- ENTRIES PROVIDED
####################

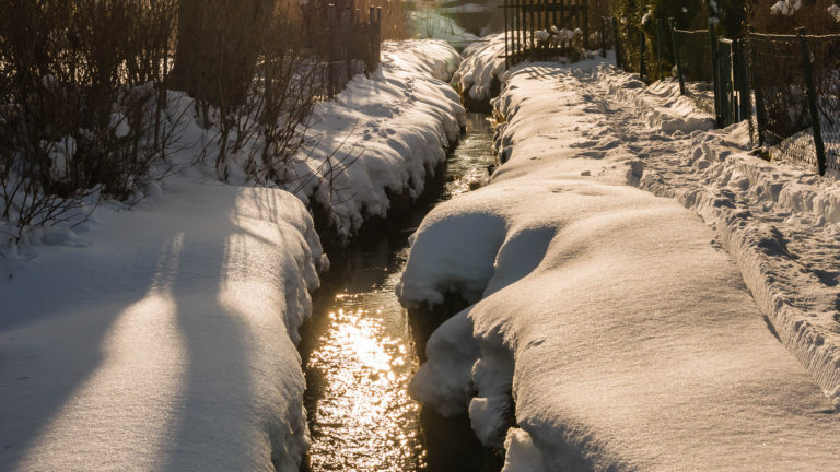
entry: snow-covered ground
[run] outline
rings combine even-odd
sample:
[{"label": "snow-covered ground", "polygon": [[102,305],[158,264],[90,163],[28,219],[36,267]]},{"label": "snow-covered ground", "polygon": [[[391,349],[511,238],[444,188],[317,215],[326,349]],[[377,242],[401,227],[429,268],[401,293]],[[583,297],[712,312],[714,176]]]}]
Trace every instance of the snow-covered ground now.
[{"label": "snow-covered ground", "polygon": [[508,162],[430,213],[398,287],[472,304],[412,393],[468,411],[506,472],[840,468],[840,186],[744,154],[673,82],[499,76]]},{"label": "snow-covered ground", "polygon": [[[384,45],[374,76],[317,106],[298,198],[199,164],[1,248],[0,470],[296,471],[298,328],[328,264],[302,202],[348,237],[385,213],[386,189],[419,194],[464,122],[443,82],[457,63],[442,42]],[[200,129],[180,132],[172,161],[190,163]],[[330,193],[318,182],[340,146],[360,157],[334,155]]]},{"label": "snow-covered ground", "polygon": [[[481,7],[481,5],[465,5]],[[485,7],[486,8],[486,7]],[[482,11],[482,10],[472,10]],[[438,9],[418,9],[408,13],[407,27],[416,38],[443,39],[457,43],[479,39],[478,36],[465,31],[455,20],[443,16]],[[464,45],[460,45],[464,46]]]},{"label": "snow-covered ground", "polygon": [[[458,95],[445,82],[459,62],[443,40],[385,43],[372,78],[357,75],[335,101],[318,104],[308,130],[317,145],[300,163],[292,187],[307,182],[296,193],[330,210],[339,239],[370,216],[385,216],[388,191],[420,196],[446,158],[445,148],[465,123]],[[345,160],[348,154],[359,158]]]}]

####################

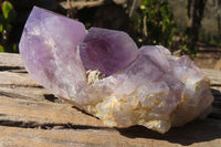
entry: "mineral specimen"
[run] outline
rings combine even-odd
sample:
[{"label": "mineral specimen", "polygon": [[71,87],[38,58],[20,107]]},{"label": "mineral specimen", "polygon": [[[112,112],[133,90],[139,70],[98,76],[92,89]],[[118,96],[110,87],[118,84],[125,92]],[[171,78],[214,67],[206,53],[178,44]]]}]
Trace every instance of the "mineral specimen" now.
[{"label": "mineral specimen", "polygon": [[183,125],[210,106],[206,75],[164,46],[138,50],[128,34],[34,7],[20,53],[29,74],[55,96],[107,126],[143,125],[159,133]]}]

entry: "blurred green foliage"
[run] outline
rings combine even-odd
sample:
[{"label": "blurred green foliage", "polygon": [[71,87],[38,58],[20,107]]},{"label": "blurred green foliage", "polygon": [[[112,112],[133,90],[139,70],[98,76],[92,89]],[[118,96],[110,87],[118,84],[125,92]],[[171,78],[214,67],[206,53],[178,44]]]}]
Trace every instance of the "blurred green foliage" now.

####################

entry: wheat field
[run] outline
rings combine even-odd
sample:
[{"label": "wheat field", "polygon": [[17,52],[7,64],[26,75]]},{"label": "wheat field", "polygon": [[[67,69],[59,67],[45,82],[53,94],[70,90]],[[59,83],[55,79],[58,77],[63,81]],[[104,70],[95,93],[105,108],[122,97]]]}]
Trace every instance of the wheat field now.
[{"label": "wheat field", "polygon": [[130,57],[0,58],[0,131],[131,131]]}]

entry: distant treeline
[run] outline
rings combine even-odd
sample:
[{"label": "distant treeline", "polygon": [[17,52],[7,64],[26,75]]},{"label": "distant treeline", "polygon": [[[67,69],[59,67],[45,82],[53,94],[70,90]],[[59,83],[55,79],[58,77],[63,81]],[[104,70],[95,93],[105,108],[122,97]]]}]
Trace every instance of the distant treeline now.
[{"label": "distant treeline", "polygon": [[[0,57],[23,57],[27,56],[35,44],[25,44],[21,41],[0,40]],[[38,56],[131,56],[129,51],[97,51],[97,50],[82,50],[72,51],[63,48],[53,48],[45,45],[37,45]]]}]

####################

- STATED PROBLEM
Copy out the rows from the line with "entry: snow-covered ground" up to and including the line with "Trace every instance of the snow-covered", character for character.

- THE REPLY
entry: snow-covered ground
[run] outline
rings combine even-odd
sample:
[{"label": "snow-covered ground", "polygon": [[102,305],[158,264],[90,163],[28,219],[36,267]]},{"label": "snow-covered ground", "polygon": [[[391,349],[511,238],[444,188],[317,215],[326,349]],[[377,242],[401,227],[429,268],[401,293]],[[583,297],[712,312],[714,176]]]}]
Trace every instance of the snow-covered ground now.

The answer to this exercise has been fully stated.